Dimanche 3 juin : vaincre la mort par la liberté du don.

Lire le texte de l’évangile sur le site de l’AELF

      Et nous revoilà chez s.Marc : coucou Marc, comment vas-tu ? Il y avait longtemps… Le passage d’aujourd’hui est pris dans la septième et dernière partie de son témoignage, rapportant le point de vue de Marc sur la passion de Jésus et l’annonce de sa résurrection. Nous sommes dans le premier temps, celui de la préparation. Ce sont d’abord d’autres qui préparent ces évènements décisifs : les grands-prêtres et les scribes qui sont à l’affût du moyen de tuer Jésus, une femme qui brise un flacon entier de parfum précieux sur sa tête, Judas qui vient offrir aux grands-prêtres de leur livrer Jésus (nous avons déjà commenté ce triptyque, Dimanche 25 mars : saisir les moments uniques.). Ensuite vient le repas pascal de Jésus avec ses disciples : c’est Jésus lui-même qui prépare ces évènements décisifs. Là s’inscrivent les passages qui nous sont donnés aujourd’hui. Enfin, nous seront transportés sur les lieux du drame, autour de Gethsémani.

     Dans cette partie centrale de la préparation de la passion et de l’annonce de la résurrection, il y a trois temps : la préparation de la Pâque, l’annonce de la trahison de Judas et l’Eucharistie. Le deuxième temps est allègrement supprimé du passage qui nous est donné à lire ou à entendre, ce qui évidemment transforme profondément le sens du texte de Marc. Je tâcherai d’en dire deux mots malgré tout au moment voulu.

Lignes du jeu de données de pointage d'objets

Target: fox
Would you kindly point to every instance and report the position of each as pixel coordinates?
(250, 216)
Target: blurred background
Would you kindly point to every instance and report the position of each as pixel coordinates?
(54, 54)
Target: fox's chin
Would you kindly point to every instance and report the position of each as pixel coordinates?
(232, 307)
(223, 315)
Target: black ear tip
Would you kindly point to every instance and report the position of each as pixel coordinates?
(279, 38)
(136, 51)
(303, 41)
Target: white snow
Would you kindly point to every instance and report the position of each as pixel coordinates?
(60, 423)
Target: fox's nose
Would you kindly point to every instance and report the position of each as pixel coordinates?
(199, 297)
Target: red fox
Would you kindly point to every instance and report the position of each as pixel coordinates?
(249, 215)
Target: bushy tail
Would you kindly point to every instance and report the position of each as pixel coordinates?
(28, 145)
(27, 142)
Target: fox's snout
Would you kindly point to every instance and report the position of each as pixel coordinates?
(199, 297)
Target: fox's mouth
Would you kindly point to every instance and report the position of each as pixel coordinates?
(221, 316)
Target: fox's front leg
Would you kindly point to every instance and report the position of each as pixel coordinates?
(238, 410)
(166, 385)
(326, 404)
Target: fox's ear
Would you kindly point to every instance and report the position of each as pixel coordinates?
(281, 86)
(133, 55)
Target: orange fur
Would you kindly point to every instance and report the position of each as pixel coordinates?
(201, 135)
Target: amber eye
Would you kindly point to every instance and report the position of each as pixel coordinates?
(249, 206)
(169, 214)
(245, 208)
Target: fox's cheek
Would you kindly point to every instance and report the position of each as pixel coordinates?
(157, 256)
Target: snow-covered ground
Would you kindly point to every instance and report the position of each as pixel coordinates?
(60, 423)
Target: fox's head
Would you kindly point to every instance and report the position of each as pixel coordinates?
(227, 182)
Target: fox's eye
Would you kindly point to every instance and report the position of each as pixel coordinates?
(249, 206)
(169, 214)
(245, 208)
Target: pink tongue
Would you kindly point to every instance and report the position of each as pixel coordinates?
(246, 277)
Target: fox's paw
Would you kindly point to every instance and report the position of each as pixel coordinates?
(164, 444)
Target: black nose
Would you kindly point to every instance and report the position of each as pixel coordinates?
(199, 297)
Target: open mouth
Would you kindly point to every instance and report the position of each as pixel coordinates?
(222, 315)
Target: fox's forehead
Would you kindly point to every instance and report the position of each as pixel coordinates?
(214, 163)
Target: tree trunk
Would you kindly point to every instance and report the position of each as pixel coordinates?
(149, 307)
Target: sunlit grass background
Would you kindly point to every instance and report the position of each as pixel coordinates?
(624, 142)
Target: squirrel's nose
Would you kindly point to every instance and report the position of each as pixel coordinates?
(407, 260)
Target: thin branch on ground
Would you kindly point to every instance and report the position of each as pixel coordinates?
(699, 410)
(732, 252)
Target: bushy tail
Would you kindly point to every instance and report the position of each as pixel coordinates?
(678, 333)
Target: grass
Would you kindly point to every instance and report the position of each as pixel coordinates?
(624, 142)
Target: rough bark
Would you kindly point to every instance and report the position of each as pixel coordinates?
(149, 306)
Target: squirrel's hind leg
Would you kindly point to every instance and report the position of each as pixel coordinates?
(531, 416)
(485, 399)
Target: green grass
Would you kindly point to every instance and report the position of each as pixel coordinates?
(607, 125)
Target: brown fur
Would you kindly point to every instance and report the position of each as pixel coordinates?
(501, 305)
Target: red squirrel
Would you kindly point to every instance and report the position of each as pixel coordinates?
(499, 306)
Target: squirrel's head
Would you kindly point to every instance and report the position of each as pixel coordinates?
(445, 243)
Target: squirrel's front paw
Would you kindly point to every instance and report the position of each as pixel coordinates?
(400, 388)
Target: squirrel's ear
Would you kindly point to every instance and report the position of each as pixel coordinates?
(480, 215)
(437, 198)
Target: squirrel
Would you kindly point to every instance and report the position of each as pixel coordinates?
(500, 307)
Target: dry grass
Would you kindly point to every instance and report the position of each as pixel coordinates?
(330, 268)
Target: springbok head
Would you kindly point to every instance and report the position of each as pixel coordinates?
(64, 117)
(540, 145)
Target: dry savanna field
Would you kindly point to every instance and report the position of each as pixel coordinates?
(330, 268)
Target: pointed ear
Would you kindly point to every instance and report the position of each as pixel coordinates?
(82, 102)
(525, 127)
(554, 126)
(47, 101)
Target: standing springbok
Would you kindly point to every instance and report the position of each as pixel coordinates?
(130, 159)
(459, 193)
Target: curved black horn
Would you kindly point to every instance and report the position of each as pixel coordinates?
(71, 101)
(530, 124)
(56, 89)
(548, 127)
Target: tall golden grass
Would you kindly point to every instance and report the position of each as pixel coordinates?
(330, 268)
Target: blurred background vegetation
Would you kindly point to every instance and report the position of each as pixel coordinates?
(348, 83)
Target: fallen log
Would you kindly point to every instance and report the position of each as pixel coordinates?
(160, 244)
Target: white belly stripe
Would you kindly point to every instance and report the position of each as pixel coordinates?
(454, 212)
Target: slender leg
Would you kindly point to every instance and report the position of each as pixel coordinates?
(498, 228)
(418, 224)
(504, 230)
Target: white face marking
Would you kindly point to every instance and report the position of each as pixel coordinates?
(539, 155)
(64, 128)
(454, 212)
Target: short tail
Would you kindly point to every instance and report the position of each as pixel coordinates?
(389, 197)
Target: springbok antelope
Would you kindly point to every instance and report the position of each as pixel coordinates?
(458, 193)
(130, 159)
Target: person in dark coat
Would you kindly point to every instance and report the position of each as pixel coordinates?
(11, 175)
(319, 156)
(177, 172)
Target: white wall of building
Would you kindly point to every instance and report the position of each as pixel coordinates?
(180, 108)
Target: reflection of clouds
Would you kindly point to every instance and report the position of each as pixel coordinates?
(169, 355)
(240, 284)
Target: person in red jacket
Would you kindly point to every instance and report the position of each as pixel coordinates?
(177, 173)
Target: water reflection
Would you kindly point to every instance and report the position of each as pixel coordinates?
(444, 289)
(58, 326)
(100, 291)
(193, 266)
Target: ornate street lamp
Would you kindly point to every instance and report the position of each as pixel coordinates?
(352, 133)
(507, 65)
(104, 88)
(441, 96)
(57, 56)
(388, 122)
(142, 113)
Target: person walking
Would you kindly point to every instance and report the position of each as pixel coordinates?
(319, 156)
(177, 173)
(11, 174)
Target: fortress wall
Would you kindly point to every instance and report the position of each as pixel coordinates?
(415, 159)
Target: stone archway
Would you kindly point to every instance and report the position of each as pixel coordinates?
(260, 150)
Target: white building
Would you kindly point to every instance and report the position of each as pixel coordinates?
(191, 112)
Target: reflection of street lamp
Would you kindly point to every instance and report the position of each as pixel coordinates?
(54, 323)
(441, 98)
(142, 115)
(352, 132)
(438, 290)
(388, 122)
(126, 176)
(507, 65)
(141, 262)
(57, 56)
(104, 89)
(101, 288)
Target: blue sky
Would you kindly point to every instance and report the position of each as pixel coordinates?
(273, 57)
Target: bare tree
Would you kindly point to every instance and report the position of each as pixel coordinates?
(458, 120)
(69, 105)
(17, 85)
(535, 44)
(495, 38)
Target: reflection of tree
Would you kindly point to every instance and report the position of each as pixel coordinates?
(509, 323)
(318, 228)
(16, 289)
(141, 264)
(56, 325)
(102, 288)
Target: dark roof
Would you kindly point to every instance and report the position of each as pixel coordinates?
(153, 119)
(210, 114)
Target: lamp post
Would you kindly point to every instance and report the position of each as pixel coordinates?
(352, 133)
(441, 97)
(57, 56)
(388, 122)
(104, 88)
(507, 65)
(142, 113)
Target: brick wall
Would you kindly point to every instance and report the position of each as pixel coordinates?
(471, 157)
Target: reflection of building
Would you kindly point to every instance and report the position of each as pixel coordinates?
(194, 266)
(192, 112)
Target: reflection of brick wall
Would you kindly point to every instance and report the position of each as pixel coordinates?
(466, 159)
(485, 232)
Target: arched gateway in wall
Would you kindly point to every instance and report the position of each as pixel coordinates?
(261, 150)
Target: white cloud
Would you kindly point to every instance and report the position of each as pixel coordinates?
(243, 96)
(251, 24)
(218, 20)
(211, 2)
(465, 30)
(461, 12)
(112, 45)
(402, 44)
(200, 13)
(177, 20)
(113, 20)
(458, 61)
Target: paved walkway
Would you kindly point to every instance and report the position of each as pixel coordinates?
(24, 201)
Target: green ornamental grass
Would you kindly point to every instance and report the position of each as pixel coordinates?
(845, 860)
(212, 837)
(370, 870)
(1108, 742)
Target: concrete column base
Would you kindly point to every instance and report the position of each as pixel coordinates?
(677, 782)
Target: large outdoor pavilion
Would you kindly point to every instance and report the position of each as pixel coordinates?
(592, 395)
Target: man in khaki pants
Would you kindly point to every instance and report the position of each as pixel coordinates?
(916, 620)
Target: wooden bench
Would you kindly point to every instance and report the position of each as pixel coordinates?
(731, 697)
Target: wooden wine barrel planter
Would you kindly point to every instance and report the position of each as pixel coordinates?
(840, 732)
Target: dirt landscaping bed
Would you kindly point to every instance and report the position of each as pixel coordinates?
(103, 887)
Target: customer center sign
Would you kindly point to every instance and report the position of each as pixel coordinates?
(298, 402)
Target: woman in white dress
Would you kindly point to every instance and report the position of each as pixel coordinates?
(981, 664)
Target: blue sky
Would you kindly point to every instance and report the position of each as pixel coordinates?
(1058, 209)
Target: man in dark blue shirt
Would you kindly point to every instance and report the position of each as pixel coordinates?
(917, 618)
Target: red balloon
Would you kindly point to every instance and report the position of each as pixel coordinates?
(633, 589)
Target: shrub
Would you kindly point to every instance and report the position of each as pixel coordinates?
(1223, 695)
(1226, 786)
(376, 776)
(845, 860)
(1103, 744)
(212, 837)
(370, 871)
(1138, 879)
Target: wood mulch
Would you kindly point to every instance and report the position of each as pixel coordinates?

• Consignes de travail:
1. Retranscrivez mot pour mot tout ce qui va de « Dans cette partie » jusqu'à « au moment voulu. » dans l'article.
2. Relevez chaque ligne des entrées qui contient le mot « brick », en tenant compte des majuscules et des minuscules.

• Réponses aux exercices:
1.
Dans cette partie centrale de la préparation de la passion et de l’annonce de la résurrection, il y a trois temps : la préparation de la Pâque, l’annonce de la trahison de Judas et l’Eucharistie. Le deuxième temps est allègrement supprimé du passage qui nous est donné à lire ou à entendre, ce qui évidemment transforme profondément le sens du texte de Marc. Je tâcherai d’en dire deux mots malgré tout au moment voulu.

2.
Target: brick wall
Target: reflection of brick wall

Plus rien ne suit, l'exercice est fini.